→ **EXERCISE REQUIREMENTS**:
With the exception of the pictures, transcribe the entire listing exactly.

→ **RECORDS PROVIDED**:
== Segment start ==

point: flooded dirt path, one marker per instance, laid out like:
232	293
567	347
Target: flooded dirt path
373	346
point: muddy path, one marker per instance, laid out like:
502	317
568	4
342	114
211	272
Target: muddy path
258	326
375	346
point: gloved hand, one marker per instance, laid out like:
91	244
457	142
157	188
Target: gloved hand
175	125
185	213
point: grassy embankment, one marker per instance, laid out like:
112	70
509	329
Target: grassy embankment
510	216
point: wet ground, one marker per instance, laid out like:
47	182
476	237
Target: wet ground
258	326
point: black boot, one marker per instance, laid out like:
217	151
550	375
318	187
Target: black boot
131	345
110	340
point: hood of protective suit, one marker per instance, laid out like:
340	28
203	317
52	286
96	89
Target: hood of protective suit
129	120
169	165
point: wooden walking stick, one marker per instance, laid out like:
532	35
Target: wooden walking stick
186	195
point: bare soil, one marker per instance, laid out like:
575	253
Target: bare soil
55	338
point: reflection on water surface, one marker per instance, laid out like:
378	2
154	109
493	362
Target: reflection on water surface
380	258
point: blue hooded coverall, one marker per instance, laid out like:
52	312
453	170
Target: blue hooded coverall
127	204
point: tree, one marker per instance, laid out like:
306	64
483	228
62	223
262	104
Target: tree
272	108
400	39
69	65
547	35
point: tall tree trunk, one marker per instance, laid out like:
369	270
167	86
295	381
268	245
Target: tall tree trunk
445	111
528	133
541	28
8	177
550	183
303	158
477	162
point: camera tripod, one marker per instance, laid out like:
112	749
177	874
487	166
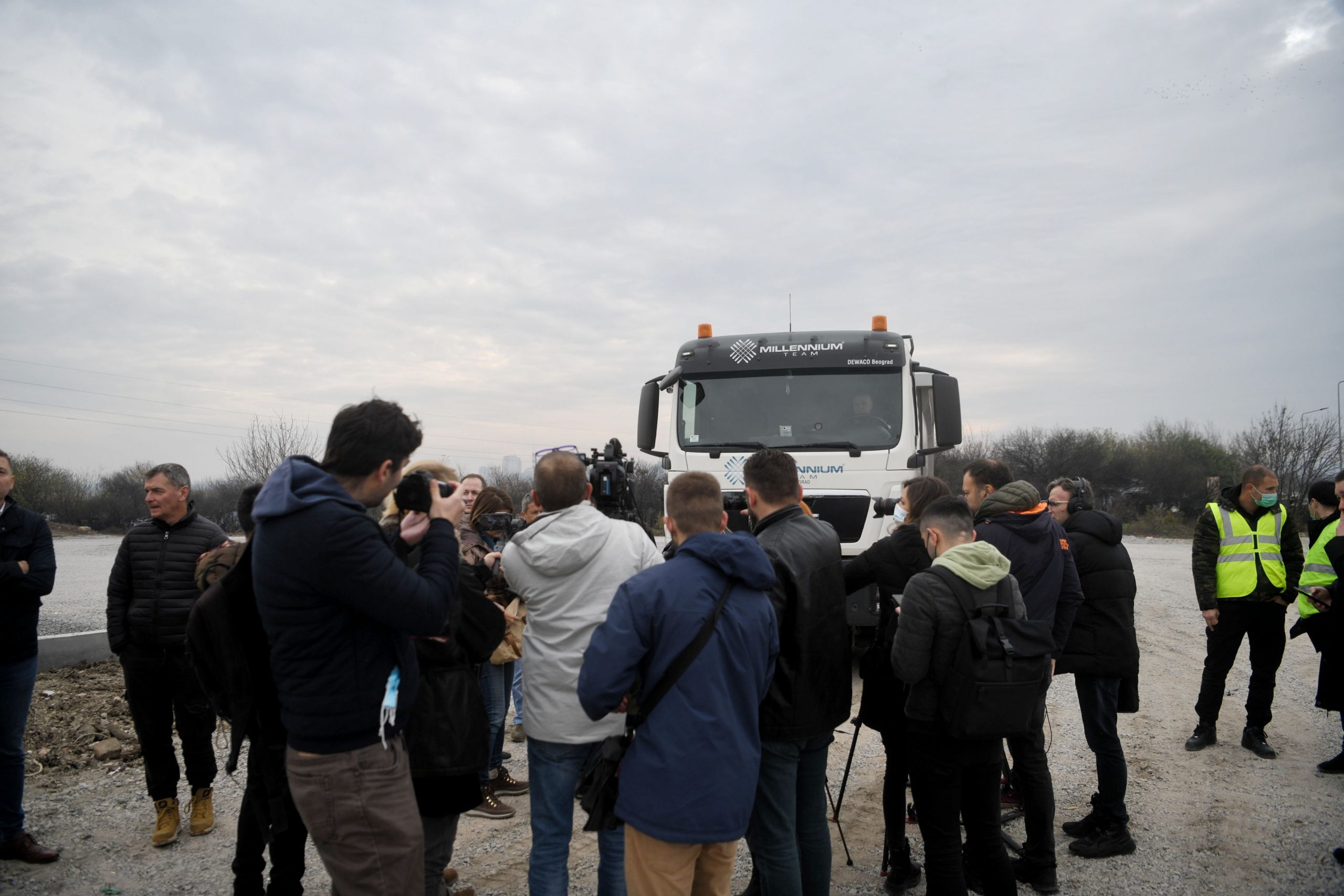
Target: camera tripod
1012	815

== Segment end ==

→ **WRITTEN SOLUTION**:
point: flooded dirt path, one marker per instance, laid out like:
232	293
567	347
Target: flooded dirt path
373	346
point: muddy path, one marker per instance, laid out like:
502	317
568	4
342	114
211	272
Target: muddy path
258	326
375	346
point: gloved hand, one marker per instance, laid out like:
91	244
457	142
157	188
Target: gloved hand
175	125
185	213
point: grassy embankment, one marker per instance, laid out like:
112	70
509	329
Target: grassy embankment
510	216
point: wet ground, one marker per instance, laid out like:
47	182
476	237
Target: wet ground
258	326
point: black boot, one marker per instance, laid out like:
217	151
550	375
318	187
Target: black boot
131	345
110	340
point: hood of protective suit, one marker per instance, laid out like:
340	28
203	317
52	286
96	89
Target: hood of protective suit
129	120
169	165
point: wooden walking stick, one marker per instance, laid out like:
532	35
Target: wooden walking stick
186	195
point: bare soil, one marker per instance, laid out like:
575	253
Target: bare soil
55	338
point: reflection on water surface, one marker per instance, laid out like:
378	2
154	109
493	362
Target: reflection on water surface
380	258
point: blue hooded coverall, one marker per instance, laid out like:
52	312
453	170
Target: blue hooded coverall
127	204
point: tree, one marker per instance, laid out like:
306	64
483	228
62	223
262	104
Target: tree
272	108
400	39
69	65
547	35
point: tall tree trunk, one marker per instance, laid out like:
369	270
167	86
295	381
268	245
Target: tall tree trunk
445	111
528	133
541	28
8	177
550	183
303	158
477	162
point: camera tripod, one marker per instance, laid out like:
112	749
177	874
487	166
Target: camera tripod
1012	815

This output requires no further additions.